== EXERCISE OBJECTIVE ==
Each record below must be written out again in exactly the same form.

____ RECORDS FOR THIS EXERCISE

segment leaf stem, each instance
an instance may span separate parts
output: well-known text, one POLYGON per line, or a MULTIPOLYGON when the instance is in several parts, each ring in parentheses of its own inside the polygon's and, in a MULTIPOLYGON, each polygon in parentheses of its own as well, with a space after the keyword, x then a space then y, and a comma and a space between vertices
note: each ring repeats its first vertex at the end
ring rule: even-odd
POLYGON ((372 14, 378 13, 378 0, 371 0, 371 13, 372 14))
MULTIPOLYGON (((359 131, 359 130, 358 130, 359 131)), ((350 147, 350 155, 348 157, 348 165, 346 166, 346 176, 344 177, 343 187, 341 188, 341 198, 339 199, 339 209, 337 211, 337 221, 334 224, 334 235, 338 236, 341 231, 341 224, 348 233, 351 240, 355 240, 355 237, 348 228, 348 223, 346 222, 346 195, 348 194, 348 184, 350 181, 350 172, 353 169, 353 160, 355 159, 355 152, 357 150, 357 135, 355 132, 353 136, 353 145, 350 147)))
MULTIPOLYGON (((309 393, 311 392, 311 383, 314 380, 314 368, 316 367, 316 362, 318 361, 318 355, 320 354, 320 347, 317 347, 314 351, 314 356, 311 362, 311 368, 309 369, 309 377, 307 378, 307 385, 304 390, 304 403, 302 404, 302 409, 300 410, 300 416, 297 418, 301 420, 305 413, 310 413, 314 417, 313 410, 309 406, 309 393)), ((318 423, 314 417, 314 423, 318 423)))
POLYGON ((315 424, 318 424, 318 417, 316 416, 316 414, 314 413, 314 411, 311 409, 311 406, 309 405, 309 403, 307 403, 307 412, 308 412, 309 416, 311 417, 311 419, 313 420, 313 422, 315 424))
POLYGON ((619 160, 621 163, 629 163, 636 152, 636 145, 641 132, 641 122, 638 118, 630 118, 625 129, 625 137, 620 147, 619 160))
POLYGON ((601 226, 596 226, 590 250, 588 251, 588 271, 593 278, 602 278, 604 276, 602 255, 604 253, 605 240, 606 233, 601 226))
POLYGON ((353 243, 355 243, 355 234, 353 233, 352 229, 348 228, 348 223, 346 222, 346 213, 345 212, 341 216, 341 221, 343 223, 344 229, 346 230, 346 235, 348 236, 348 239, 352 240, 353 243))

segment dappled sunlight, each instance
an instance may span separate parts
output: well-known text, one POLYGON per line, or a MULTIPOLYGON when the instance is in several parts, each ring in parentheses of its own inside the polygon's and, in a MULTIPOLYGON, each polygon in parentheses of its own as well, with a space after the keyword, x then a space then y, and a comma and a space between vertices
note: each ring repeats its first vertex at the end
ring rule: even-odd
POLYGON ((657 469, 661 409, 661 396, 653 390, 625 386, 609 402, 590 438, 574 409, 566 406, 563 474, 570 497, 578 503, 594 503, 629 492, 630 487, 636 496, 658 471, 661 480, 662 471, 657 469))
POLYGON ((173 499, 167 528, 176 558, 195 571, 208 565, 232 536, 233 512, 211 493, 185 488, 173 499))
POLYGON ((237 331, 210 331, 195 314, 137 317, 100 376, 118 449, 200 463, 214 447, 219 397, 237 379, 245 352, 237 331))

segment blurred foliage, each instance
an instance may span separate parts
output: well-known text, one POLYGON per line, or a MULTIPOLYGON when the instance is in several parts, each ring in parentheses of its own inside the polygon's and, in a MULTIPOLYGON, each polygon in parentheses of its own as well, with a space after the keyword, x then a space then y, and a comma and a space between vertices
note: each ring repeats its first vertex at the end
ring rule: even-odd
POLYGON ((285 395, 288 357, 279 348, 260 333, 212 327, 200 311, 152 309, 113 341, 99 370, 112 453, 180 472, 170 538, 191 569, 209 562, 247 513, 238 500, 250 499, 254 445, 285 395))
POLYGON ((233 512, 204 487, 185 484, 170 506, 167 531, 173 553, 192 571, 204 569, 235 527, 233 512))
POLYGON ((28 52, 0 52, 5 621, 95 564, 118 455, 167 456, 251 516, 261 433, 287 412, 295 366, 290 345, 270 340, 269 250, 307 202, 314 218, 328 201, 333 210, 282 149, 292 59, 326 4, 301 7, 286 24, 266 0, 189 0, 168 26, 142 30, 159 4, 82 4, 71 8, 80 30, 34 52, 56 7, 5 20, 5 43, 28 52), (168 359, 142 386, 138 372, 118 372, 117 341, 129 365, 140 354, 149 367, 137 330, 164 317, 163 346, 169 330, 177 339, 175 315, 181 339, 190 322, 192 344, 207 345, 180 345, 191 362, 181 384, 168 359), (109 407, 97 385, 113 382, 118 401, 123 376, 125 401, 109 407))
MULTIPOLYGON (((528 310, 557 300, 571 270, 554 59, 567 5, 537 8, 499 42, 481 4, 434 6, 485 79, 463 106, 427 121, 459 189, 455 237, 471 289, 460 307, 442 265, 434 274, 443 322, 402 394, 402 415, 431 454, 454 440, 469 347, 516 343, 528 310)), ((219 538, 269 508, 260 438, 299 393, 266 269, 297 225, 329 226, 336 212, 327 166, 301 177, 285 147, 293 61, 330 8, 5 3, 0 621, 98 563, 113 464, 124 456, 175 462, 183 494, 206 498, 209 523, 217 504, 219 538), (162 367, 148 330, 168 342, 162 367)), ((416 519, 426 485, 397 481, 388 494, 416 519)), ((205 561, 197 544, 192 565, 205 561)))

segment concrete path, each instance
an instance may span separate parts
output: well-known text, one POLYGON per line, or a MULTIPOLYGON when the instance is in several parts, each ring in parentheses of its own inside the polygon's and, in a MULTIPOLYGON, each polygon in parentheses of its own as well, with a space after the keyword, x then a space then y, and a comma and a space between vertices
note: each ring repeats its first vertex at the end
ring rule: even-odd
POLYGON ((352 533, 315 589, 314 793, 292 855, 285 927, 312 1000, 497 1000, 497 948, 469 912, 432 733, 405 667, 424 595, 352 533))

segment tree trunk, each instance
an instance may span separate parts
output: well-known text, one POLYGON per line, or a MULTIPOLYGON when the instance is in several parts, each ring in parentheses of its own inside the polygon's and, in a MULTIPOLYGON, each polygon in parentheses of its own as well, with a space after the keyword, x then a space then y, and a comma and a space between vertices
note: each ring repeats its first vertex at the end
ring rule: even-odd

________

== SOLVED PROBLEM ==
segment leaf stem, each instance
an instance may span separate parts
output: well-known text, one POLYGON per line, or a MULTIPOLYGON when the instance is in several parts, each ring in parentheses of its own inside the polygon's and, in a MULTIPOLYGON, each polygon in parentheses of its own as well, with a space after the keyword, x then a space then y, and a comma and a space between vertices
note: each ring repeats its first vertex at the end
ring rule: even-odd
POLYGON ((372 14, 378 13, 378 0, 371 0, 371 13, 372 14))
MULTIPOLYGON (((359 131, 359 130, 358 130, 359 131)), ((350 147, 350 155, 348 157, 348 165, 346 166, 346 176, 344 177, 343 187, 341 188, 341 198, 339 199, 339 209, 337 211, 337 221, 334 224, 334 235, 338 236, 341 231, 341 224, 348 233, 351 240, 355 240, 355 237, 348 228, 348 223, 346 222, 346 195, 348 194, 348 184, 350 181, 350 172, 353 169, 353 160, 355 159, 355 152, 357 150, 357 135, 355 132, 353 136, 353 145, 350 147)))
MULTIPOLYGON (((309 393, 311 392, 311 383, 314 380, 314 368, 316 367, 316 362, 318 361, 318 355, 320 354, 320 347, 317 347, 314 351, 314 356, 311 362, 311 368, 309 369, 309 377, 307 378, 307 385, 304 390, 304 403, 302 404, 302 409, 300 410, 300 416, 297 418, 301 420, 305 413, 310 413, 314 417, 313 410, 309 406, 309 393)), ((318 423, 314 417, 314 423, 318 423)))
POLYGON ((315 424, 318 424, 318 417, 316 416, 316 414, 314 413, 314 411, 311 409, 311 406, 309 405, 309 403, 307 403, 307 412, 308 412, 309 416, 311 417, 311 419, 313 420, 313 422, 315 424))
POLYGON ((619 160, 621 163, 629 163, 636 152, 636 145, 641 132, 641 122, 638 118, 630 118, 625 129, 625 137, 620 147, 619 160))
POLYGON ((601 226, 596 226, 590 250, 588 251, 588 271, 593 278, 602 278, 604 276, 602 255, 604 253, 605 240, 606 233, 601 226))
POLYGON ((353 243, 355 243, 355 234, 353 233, 352 229, 348 228, 348 223, 346 222, 346 213, 345 212, 341 216, 341 221, 343 223, 344 229, 346 230, 346 235, 348 236, 348 239, 352 240, 353 243))

segment dappled sunlight, each instance
an instance may span separate parts
output: well-known text, one POLYGON per line, or a MULTIPOLYGON when the instance is in several parts, each ring in parentheses of its own inside the polygon's and, in a MULTIPOLYGON, each polygon in parentheses of its own as well, with a space after the keyword, x then a space then y, and a comma and a space between vertices
note: each ring repeats its first vertex at the end
ring rule: even-odd
POLYGON ((657 469, 661 409, 661 396, 653 390, 625 386, 609 402, 590 438, 574 409, 566 406, 563 474, 570 497, 578 503, 594 503, 629 492, 630 487, 636 496, 658 471, 661 480, 662 471, 657 469))
POLYGON ((173 499, 167 528, 176 558, 195 571, 208 565, 232 536, 233 512, 211 493, 185 488, 173 499))
POLYGON ((237 331, 210 331, 195 314, 137 317, 100 376, 118 449, 200 463, 214 447, 219 397, 237 379, 245 352, 237 331))

segment blurred foliage, each instance
an instance may span separate parts
output: well-known text, one POLYGON per line, or a MULTIPOLYGON when the instance is in several parts, each ring in parentheses of its own inside the polygon's and, in a MULTIPOLYGON, each polygon in parentheses of its own as well, with a space after the keyword, x then a space then y, and a comma and a space between vertices
note: each ring repeats its first vertex at the end
ring rule: even-odd
POLYGON ((285 395, 288 357, 279 348, 260 333, 212 327, 200 311, 152 309, 113 341, 99 370, 112 453, 180 472, 170 538, 191 569, 209 562, 247 513, 238 500, 250 499, 254 445, 285 395))
POLYGON ((233 512, 204 487, 185 484, 170 506, 167 531, 173 553, 192 571, 204 569, 235 527, 233 512))
POLYGON ((28 52, 0 52, 5 621, 95 564, 118 455, 167 456, 251 516, 261 433, 287 412, 295 366, 290 345, 270 340, 269 250, 307 202, 314 218, 328 201, 333 210, 282 149, 292 59, 326 4, 301 7, 286 24, 266 0, 189 0, 168 26, 142 30, 159 4, 82 4, 71 8, 80 30, 34 52, 56 7, 5 20, 5 43, 28 52), (168 359, 142 386, 138 372, 118 372, 117 341, 129 365, 140 354, 149 367, 137 330, 164 317, 163 346, 169 330, 177 339, 175 315, 181 339, 190 322, 192 344, 207 345, 180 345, 191 362, 181 384, 168 359), (109 407, 97 385, 113 382, 118 401, 123 376, 125 401, 109 407))
MULTIPOLYGON (((528 310, 557 300, 571 270, 554 59, 567 5, 537 8, 499 42, 481 4, 434 6, 485 79, 463 106, 427 121, 459 189, 455 237, 471 289, 460 307, 442 265, 434 274, 443 322, 402 394, 402 415, 431 454, 454 440, 469 347, 516 343, 528 310)), ((219 538, 269 508, 260 438, 299 393, 266 269, 297 225, 329 226, 336 212, 327 166, 301 177, 285 147, 293 61, 330 8, 5 3, 0 621, 98 563, 113 464, 124 456, 175 462, 183 494, 206 498, 209 523, 217 504, 219 538), (162 367, 148 330, 168 342, 162 367)), ((416 519, 426 485, 397 481, 388 494, 416 519)), ((205 561, 197 544, 192 565, 205 561)))

segment concrete path, each instance
an instance may span separate parts
output: well-known text, one POLYGON per line, or a MULTIPOLYGON when the instance is in several parts, each ring in parentheses of its own inside the polygon's and, in a MULTIPOLYGON, each polygon in parentheses of its own as well, with a space after the keyword, x then a space then y, and a comma and a space between vertices
note: each ring repeats its first vertex at the end
ring rule: even-odd
POLYGON ((352 533, 315 589, 314 793, 292 855, 285 927, 312 1000, 497 1000, 497 948, 469 912, 432 733, 405 667, 424 595, 352 533))

segment tree trunk, each instance
an instance may span separate parts
output: well-known text, one POLYGON per line, or a MULTIPOLYGON when the instance is in several parts, each ring in parentheses of its own inside the polygon's and, in a MULTIPOLYGON, each polygon in parentheses of its own as well, with a space after the keyword, x then a space then y, and a comma and a space between vertices
note: each ring repeats its first vertex at the end
ring rule: even-odd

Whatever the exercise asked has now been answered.